▸ Given request: Reproduce the entries from the start up to and including the line containing "M 540 178 L", requests included. Shift every coordinate in the path data by adding 108 to it.
- - - - - - -
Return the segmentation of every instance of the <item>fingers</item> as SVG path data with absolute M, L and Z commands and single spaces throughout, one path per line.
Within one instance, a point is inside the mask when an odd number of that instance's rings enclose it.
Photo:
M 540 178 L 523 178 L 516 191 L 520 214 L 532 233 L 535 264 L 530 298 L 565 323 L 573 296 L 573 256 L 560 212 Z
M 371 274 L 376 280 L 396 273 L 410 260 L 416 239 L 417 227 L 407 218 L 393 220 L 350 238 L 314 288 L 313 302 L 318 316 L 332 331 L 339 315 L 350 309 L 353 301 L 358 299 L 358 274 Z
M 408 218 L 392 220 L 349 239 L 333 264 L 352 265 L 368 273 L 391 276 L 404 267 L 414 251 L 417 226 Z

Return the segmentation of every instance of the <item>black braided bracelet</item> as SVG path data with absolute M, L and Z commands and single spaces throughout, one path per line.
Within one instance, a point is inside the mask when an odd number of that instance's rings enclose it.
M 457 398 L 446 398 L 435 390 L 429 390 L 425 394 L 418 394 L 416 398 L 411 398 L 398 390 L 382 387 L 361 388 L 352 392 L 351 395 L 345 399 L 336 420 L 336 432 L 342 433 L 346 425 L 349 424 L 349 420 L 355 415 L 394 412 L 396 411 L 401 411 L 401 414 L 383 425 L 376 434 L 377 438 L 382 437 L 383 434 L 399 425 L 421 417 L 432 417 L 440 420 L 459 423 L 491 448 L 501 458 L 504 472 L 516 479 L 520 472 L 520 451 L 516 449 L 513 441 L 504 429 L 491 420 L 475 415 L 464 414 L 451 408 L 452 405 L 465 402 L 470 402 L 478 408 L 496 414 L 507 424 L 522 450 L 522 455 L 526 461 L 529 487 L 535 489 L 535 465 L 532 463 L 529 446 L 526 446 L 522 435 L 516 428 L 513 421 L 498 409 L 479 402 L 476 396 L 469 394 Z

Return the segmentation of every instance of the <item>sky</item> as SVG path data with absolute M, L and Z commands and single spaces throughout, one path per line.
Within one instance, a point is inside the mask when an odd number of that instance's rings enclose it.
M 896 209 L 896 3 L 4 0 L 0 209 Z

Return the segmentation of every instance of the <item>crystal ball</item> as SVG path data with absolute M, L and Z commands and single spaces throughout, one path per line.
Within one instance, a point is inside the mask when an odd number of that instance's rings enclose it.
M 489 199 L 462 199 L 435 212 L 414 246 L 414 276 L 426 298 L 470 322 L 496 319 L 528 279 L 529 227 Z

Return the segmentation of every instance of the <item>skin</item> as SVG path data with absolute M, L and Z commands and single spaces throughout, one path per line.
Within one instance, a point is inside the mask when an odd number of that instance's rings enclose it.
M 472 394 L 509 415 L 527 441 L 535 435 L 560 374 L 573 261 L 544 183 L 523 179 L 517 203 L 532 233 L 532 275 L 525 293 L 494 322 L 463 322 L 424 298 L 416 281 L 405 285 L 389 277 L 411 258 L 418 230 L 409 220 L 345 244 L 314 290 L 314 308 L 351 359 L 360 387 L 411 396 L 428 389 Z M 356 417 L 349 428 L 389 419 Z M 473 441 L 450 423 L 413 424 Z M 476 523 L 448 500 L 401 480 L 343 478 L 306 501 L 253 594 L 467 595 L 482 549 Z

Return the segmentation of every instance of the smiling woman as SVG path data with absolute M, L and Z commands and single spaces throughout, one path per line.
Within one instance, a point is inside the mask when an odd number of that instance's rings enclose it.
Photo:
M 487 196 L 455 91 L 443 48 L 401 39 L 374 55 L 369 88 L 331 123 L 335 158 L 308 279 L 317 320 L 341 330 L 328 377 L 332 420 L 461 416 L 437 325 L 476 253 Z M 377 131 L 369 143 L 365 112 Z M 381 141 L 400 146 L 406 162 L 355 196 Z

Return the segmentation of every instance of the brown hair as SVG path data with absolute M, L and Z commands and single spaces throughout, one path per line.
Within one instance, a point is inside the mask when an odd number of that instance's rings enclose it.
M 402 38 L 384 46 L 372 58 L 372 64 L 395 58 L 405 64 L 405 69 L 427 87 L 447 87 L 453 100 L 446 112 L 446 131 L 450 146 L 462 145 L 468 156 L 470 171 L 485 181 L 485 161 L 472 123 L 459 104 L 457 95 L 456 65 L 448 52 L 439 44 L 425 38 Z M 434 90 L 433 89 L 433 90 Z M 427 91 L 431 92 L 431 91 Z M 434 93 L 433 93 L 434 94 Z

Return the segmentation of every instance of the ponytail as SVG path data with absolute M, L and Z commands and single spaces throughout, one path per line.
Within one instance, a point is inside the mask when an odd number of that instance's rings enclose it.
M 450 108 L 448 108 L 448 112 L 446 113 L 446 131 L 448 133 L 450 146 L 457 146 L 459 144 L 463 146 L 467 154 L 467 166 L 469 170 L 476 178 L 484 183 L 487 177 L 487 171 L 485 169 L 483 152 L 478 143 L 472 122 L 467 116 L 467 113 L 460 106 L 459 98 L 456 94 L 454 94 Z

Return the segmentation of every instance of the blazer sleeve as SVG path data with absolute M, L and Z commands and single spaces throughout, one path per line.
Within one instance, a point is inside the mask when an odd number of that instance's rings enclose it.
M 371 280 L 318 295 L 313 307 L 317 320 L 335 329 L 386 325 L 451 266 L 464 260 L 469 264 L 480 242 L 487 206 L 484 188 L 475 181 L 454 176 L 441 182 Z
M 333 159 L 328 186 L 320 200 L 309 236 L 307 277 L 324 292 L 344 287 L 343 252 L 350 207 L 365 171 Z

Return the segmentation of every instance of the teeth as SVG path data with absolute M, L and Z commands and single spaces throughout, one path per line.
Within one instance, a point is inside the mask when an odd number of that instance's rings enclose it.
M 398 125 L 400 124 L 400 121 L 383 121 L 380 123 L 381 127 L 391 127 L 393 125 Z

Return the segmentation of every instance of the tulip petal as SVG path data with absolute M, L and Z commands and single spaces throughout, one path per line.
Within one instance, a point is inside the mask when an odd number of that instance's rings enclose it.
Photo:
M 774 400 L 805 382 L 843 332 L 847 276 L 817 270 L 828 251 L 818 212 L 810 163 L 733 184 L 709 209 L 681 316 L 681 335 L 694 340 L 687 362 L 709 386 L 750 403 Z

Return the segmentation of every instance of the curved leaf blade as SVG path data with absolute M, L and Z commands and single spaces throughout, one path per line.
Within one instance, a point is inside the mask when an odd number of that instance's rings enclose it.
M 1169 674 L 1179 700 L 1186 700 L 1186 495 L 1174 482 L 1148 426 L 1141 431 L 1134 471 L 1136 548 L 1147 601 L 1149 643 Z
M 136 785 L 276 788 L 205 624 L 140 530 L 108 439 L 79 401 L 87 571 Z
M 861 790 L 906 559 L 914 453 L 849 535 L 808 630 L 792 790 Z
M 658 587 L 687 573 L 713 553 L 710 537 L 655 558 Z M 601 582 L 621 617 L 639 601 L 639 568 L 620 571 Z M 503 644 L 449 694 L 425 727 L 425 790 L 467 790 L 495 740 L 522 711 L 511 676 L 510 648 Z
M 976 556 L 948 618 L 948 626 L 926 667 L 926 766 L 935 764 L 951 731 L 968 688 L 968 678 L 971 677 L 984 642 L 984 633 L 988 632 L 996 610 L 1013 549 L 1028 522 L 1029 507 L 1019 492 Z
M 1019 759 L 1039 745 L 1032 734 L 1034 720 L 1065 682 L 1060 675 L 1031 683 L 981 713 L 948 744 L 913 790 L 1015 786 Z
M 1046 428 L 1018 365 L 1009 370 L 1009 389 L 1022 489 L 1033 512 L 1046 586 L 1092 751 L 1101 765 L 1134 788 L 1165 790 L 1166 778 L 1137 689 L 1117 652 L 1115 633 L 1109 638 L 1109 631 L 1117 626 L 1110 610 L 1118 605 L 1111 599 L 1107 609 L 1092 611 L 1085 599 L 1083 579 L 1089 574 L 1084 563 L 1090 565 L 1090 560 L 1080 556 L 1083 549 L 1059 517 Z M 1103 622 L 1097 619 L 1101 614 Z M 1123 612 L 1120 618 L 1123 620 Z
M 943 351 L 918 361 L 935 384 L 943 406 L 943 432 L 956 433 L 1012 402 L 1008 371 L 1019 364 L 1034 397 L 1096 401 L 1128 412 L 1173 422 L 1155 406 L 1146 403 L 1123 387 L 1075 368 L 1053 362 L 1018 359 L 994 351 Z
- - - - - - -
▸ Exercise result:
Return the segmentation of every instance of the <item>fingers</item> as SVG path data with absolute M, L and Z commands and single spaces throughout, one path per line.
Within one instance, a point is inside the mask when an odd number of that instance's rings enclose it.
Photo:
M 648 286 L 631 286 L 624 299 L 628 322 L 640 341 L 643 372 L 638 406 L 673 431 L 681 404 L 681 364 L 668 320 Z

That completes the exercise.